Items listed in a dataset
========

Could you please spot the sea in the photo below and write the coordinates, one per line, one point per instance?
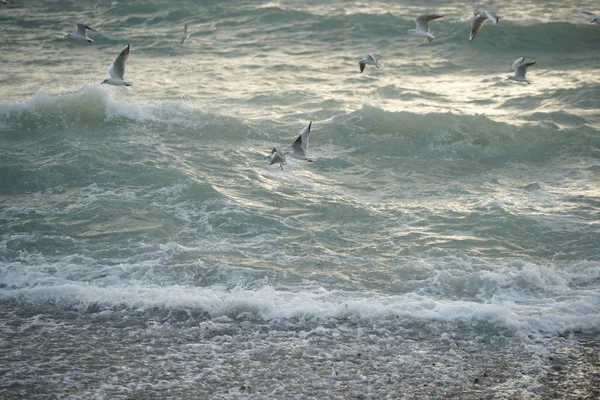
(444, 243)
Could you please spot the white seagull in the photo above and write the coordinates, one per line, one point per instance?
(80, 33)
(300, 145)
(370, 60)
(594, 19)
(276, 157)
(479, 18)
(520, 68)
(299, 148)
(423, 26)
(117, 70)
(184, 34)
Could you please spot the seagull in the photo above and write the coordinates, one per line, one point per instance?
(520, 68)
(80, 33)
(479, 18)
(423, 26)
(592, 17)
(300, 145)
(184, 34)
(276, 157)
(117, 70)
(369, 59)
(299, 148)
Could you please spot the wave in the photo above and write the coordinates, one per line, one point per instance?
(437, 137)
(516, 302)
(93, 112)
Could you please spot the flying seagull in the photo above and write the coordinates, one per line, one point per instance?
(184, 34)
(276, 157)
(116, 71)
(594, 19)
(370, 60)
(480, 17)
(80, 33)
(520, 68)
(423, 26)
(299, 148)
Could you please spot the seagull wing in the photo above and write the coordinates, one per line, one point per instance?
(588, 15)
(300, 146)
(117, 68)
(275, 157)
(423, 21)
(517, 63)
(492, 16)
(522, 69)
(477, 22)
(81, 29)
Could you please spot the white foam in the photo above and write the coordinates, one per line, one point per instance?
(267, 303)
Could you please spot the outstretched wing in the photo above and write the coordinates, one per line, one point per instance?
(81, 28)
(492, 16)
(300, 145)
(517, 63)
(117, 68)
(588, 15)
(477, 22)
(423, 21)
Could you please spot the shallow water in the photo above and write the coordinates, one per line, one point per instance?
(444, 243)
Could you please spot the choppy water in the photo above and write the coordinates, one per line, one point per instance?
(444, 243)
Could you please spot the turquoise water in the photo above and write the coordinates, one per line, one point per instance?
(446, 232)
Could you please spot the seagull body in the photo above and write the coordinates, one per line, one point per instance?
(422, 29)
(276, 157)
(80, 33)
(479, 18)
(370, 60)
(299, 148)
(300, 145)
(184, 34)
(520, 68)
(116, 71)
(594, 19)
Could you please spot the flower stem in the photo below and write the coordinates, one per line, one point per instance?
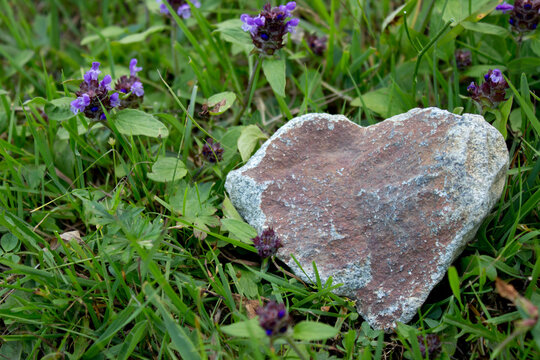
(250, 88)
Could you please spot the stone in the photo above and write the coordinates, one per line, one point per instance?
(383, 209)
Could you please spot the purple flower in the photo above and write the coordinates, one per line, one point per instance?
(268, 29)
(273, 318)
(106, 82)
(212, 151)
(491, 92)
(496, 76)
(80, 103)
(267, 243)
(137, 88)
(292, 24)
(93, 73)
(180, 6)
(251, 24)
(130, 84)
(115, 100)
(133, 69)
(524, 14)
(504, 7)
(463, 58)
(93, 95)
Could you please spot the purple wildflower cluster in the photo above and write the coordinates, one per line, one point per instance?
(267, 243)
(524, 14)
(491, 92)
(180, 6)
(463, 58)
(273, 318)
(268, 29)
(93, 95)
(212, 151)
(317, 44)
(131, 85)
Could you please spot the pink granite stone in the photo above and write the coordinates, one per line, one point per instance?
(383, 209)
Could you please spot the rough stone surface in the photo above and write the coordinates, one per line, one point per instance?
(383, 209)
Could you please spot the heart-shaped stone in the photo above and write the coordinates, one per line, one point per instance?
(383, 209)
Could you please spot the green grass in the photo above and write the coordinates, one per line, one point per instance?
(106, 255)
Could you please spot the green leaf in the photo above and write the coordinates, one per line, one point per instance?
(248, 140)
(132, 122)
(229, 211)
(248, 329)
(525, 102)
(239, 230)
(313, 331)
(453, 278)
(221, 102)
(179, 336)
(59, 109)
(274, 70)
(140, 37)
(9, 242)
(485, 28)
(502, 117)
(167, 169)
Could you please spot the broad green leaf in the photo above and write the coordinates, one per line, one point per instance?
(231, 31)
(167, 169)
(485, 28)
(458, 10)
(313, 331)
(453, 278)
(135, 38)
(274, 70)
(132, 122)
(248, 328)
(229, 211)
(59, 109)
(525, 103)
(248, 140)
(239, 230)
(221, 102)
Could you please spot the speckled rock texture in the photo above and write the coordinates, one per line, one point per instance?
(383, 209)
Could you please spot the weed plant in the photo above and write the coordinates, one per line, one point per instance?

========

**TASK ITEM**
Print each record as it appears above, dropping every picture from the copy.

**OUTPUT FOR THIS TASK**
Could you please spot the sea in the photo below and write the coordinates, one per line, one point per instance?
(444, 243)
Could you please spot the white seagull in the photo above and write the coordinates, one per line, one point per instance?
(80, 33)
(300, 145)
(370, 60)
(594, 19)
(276, 157)
(479, 18)
(520, 68)
(299, 148)
(423, 26)
(117, 70)
(184, 34)
Could you please spot the seagull in the photo above and write the coordinates, one per line, one point per instance?
(520, 68)
(80, 33)
(479, 18)
(423, 26)
(592, 17)
(300, 145)
(184, 34)
(276, 157)
(117, 70)
(369, 59)
(299, 148)
Could you please spot the wave in the photo above and write the coordinates, one per line, one point per instance?
(437, 137)
(516, 302)
(93, 112)
Could you please spot the flying seagull in the photo above and write the coordinates, one per line, one point per instance?
(184, 34)
(276, 157)
(116, 71)
(594, 19)
(370, 60)
(480, 17)
(80, 33)
(520, 68)
(423, 26)
(299, 148)
Could you please spot the seagull wing in the photo above and write the coordinates, one per line, one point per instance?
(588, 15)
(300, 146)
(117, 68)
(275, 157)
(423, 21)
(517, 63)
(492, 16)
(522, 69)
(477, 22)
(81, 29)
Could you please spot the white foam in the photo above and write the coordinates, one per line, one point per instance?
(267, 303)
Could you please spot the outstretched wing in the photo above and write the coordinates, one per line, one point per instance?
(81, 28)
(492, 16)
(300, 145)
(517, 63)
(117, 68)
(588, 15)
(477, 22)
(423, 21)
Could you please spot the shallow water in the photo above and write the coordinates, one per line, one point per instance?
(444, 243)
Could you please spot the choppy water in the photo above and write the coordinates, one per line, one point per instance?
(444, 243)
Could you please spot the turquoise water in the photo above and write the coordinates, one per line, one point per instance?
(446, 232)
Could you please spot the seagull body in the photo above and write the coordinates, one per line, one point per instance?
(422, 29)
(276, 157)
(80, 33)
(479, 18)
(370, 60)
(299, 148)
(300, 145)
(184, 34)
(520, 68)
(116, 71)
(594, 19)
Could you please spot the flower stem in the photo below and write the coordinates, one per line, one point per instance?
(250, 88)
Could you please spot the stone in the photo above and write the coordinates, one per line, one point per instance?
(383, 209)
Could you please spot the purple flower in the photo above and write the coordinates, one per line, one point per instance?
(268, 29)
(273, 318)
(106, 82)
(212, 151)
(491, 92)
(496, 76)
(80, 103)
(267, 243)
(137, 88)
(292, 24)
(93, 73)
(180, 6)
(251, 24)
(130, 84)
(115, 100)
(133, 69)
(524, 14)
(504, 7)
(463, 58)
(93, 95)
Could you please spot the purple wildflower cluster in the photo above and write the coordinates, one per line, one point per instance?
(267, 243)
(524, 14)
(491, 92)
(180, 6)
(463, 58)
(273, 318)
(268, 29)
(93, 95)
(212, 151)
(317, 44)
(131, 85)
Could you please spot the pink granite stone in the photo above and write the coordinates, one per line, one point per instance?
(383, 209)
Could you please spot the rough stone surface in the photo above and write the coordinates, one per line, one point per instance?
(383, 209)
Could you please spot the heart-shaped stone in the photo above and write the coordinates, one per line, one point per instance?
(383, 209)
Could you please spot the green grass in the photo above and write the coordinates, one per line, one point per instance?
(106, 255)
Could you please spot the green leaf in the photo above and write the coordinates, one per line, one point per instance?
(248, 140)
(132, 122)
(229, 211)
(248, 329)
(525, 102)
(239, 230)
(313, 331)
(453, 278)
(221, 102)
(179, 336)
(59, 109)
(274, 70)
(140, 37)
(9, 242)
(485, 28)
(502, 117)
(167, 169)
Could you please spot the broad green leaf in the photo above and write the coordinates, one per line, one point per instance?
(231, 31)
(167, 169)
(485, 28)
(458, 10)
(313, 331)
(453, 278)
(135, 38)
(274, 70)
(132, 122)
(248, 328)
(229, 211)
(59, 109)
(525, 103)
(248, 140)
(239, 230)
(221, 102)
Could you please spot the speckled rock texture in the photo above and write the coordinates, one per line, one point per instance?
(383, 209)
Could you please spot the weed plant in the photo above and write the coordinates, one per line, one point per instance?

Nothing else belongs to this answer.